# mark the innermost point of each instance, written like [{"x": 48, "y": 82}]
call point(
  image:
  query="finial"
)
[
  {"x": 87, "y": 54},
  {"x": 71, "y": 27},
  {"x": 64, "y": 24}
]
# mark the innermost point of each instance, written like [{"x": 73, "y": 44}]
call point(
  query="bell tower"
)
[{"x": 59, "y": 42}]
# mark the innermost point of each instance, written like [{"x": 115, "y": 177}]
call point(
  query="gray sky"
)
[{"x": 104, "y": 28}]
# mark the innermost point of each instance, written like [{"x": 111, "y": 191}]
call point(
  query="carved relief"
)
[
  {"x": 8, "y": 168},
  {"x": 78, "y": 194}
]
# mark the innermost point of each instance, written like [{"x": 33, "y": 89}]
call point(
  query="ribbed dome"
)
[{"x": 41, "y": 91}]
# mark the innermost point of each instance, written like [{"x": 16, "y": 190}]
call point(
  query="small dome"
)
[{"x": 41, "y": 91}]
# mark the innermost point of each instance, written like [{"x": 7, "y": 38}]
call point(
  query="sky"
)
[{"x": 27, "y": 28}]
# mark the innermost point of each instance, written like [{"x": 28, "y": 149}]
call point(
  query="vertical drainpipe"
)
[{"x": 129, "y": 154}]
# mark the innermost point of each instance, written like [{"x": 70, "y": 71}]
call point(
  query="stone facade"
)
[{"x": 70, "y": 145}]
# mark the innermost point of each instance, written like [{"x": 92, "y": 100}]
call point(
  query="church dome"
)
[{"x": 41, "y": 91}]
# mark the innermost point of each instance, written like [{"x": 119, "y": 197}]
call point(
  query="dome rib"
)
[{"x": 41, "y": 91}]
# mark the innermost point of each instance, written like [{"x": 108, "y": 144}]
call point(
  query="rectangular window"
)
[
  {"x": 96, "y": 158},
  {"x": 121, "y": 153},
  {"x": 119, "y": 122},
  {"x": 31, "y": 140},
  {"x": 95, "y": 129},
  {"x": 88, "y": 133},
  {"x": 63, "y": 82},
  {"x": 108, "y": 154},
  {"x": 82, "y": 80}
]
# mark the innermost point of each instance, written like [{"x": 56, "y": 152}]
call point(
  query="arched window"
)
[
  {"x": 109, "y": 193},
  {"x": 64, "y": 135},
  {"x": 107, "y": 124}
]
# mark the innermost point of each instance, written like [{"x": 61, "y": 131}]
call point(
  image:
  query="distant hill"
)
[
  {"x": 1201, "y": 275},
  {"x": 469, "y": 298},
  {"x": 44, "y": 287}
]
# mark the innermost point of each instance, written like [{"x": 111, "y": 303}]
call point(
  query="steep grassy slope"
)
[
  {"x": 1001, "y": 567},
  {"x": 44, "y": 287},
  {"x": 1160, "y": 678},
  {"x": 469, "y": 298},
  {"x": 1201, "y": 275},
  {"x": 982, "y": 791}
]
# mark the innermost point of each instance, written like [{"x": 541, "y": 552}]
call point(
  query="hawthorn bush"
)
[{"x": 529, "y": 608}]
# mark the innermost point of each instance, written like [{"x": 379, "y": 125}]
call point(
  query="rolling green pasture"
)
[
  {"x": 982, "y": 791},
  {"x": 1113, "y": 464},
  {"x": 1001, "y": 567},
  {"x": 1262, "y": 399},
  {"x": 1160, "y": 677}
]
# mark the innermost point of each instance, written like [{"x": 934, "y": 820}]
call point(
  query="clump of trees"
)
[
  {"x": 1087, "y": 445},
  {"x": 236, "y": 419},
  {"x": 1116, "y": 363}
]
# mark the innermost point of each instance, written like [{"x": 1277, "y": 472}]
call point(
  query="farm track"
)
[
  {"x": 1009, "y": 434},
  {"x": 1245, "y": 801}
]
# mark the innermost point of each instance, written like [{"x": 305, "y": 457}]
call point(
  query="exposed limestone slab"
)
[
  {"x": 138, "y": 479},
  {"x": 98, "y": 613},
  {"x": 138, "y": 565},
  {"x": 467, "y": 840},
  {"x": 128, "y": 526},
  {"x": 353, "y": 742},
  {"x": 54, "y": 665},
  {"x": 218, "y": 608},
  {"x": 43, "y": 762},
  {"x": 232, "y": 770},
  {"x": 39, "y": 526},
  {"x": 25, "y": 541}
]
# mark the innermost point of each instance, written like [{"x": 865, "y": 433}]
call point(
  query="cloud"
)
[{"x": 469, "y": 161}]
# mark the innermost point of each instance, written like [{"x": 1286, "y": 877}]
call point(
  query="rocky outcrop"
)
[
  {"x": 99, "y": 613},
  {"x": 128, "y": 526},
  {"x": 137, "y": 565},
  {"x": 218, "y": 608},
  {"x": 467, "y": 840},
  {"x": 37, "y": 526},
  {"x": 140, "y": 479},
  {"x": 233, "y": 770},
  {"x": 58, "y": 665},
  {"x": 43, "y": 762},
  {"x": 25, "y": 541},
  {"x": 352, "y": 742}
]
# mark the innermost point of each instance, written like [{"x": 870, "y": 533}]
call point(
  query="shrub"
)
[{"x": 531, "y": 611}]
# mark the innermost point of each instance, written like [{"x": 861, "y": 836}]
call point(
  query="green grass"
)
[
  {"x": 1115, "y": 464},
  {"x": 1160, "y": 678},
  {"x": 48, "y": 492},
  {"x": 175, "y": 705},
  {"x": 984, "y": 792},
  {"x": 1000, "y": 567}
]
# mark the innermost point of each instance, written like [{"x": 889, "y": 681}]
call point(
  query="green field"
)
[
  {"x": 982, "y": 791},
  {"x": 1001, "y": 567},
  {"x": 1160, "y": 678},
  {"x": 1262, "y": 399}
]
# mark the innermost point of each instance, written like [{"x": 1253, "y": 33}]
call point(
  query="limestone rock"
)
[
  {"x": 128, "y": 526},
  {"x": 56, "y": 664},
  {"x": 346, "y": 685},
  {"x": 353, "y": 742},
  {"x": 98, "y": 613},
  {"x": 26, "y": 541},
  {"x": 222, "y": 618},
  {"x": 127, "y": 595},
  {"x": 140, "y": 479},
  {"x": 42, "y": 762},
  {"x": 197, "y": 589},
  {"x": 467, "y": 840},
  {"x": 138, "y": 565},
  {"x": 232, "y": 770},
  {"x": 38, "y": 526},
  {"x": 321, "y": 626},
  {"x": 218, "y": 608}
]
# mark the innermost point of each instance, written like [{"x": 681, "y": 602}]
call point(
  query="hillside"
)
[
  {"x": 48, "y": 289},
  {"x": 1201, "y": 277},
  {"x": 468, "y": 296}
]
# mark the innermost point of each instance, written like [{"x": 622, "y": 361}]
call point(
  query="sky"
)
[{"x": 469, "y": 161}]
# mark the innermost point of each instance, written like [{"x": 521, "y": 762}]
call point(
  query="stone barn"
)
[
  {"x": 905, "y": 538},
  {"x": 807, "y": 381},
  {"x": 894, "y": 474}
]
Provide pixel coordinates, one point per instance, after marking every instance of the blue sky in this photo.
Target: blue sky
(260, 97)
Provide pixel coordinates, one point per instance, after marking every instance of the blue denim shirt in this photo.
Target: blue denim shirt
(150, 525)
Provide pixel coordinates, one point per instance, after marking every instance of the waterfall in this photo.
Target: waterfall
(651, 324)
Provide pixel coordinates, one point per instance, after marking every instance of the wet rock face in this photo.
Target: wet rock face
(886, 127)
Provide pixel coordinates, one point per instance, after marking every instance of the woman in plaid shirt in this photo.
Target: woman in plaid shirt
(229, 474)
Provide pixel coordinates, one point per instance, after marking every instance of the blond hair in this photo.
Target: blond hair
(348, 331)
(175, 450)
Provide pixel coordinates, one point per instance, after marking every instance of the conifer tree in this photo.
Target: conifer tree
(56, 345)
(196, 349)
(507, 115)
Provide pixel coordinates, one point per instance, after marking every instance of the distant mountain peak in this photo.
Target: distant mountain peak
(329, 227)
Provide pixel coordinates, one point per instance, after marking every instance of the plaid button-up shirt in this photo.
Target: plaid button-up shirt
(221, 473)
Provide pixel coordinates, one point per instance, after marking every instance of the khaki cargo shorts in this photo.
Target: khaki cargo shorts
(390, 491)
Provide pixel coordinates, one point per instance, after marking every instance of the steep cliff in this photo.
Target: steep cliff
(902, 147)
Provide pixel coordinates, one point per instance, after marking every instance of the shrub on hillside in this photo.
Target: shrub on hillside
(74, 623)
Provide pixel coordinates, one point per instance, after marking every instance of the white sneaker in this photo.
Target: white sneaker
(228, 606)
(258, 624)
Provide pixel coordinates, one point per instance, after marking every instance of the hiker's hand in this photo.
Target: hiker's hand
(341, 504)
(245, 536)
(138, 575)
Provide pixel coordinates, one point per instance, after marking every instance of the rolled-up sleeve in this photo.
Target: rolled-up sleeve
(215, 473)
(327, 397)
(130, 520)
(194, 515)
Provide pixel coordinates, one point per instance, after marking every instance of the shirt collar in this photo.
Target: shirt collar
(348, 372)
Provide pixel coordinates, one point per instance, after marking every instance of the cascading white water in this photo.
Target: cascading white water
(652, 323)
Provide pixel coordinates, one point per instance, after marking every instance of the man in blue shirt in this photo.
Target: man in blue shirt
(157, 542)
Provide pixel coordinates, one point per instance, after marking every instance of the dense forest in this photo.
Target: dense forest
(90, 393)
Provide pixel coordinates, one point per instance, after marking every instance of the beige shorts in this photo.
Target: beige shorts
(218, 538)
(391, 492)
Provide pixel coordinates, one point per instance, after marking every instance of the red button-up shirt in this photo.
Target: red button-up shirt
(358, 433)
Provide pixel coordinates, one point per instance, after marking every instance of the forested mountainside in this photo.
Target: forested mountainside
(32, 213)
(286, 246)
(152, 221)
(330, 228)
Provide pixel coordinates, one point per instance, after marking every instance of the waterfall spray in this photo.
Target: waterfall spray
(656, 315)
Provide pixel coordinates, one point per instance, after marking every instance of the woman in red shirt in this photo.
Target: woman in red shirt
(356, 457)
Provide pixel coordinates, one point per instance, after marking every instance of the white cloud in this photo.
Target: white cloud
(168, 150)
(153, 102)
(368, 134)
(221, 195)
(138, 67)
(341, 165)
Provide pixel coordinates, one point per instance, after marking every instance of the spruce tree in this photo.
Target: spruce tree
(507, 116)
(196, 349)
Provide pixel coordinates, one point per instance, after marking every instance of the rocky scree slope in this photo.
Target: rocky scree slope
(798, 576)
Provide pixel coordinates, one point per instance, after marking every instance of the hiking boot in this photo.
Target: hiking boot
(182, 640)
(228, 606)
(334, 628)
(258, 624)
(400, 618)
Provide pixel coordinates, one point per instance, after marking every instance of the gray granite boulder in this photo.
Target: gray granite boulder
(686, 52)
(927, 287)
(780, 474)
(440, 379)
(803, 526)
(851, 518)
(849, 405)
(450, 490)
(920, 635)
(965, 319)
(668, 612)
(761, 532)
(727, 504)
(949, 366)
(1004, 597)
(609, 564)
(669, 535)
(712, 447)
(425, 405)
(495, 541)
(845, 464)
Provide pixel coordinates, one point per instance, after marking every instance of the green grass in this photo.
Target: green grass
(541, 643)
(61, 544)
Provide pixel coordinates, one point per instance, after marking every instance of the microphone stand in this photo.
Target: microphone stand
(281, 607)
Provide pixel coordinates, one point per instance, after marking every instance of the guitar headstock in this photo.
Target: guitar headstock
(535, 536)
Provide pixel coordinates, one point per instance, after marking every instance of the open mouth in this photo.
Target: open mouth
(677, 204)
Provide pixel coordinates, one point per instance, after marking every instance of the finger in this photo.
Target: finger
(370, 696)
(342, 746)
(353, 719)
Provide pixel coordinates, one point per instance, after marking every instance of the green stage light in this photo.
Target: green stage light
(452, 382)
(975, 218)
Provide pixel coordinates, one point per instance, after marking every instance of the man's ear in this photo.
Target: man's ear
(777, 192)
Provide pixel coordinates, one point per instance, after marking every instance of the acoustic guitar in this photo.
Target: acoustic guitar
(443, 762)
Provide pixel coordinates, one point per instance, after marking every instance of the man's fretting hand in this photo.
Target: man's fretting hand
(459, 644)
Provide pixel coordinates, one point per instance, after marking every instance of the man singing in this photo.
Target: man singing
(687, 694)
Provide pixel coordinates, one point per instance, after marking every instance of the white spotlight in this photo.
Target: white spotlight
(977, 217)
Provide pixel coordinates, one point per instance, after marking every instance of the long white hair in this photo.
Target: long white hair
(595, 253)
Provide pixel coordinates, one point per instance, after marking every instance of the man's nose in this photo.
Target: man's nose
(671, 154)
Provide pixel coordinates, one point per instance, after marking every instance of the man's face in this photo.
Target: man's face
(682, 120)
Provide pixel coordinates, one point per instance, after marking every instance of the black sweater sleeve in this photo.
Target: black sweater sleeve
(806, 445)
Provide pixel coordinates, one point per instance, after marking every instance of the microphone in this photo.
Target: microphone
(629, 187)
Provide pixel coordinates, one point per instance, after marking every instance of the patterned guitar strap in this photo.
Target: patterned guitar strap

::::

§ JOB:
Repeat exactly the lines from the line containing "spotlight in this photo." through the last line of the records above, including both, and nothing else.

§ COMPLETE ANSWER:
Provide pixel coordinates, one point per instance, after marking every instance of the white spotlight in this photo.
Target: white spotlight
(977, 217)
Provide pixel coordinates, one point per instance, after marking every instance of the long white hair in this photo.
Target: long white hair
(595, 253)
Provide pixel coordinates, one point per instance, after marking every instance of the man's nose in this photo.
Target: man's nose
(671, 154)
Provide pixel coordinates, one point per instance, after marking every instance of the man's face in this photo.
Target: man's face
(682, 120)
Provide pixel coordinates, one point per instance, after marking every instance of the black sweater sleeve in this photo.
Target: black sweater sleeve
(806, 445)
Provide pixel coordinates, one point per instance, after marking every instance of the microphone in this photo.
Target: microphone
(629, 187)
Provide pixel coordinates, one point per instance, after marking every instance of the patterned guitar strap in this photo.
Target: patterned guitar strap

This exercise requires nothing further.